WHAT TO PRODUCE> Select every line of the items that contains the word "bare" and copy those lines.

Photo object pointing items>

§

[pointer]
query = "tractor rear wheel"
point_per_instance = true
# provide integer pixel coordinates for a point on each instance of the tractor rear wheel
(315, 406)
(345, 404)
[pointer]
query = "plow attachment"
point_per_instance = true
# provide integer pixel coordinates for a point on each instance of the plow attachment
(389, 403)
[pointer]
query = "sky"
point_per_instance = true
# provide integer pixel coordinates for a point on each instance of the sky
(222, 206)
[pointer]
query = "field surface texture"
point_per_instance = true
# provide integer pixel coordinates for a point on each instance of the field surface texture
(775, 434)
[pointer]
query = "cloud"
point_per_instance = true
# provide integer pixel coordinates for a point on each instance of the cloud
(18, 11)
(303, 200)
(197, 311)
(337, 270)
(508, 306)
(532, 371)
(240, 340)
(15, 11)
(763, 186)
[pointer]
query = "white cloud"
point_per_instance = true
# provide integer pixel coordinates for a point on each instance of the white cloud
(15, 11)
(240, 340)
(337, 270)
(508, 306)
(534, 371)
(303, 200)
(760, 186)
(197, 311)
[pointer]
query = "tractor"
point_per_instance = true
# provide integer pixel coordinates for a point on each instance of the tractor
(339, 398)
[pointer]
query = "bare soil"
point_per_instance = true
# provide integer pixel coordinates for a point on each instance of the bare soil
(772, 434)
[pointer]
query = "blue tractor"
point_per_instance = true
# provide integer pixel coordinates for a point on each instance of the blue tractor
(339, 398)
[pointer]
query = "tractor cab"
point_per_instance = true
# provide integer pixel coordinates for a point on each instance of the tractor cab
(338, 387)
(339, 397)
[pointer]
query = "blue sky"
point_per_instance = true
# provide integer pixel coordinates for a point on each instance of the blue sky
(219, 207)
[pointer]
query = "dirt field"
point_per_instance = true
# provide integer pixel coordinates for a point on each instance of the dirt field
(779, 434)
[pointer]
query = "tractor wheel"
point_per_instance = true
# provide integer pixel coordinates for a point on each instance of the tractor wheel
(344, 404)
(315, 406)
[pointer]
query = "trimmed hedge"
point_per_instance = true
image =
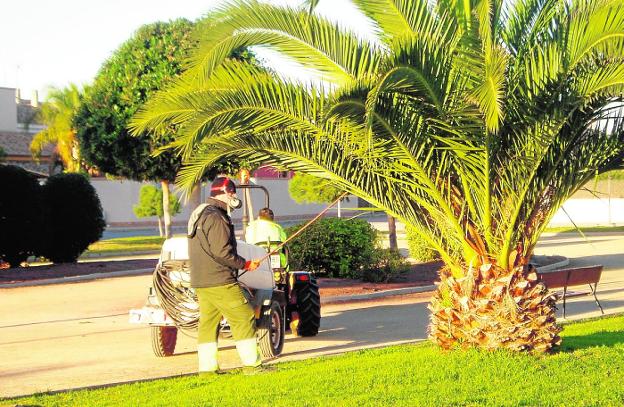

§

TASK OUTPUT>
query = "bare soil"
# provide integer pixel coordinates for a point on each instance of the bare soil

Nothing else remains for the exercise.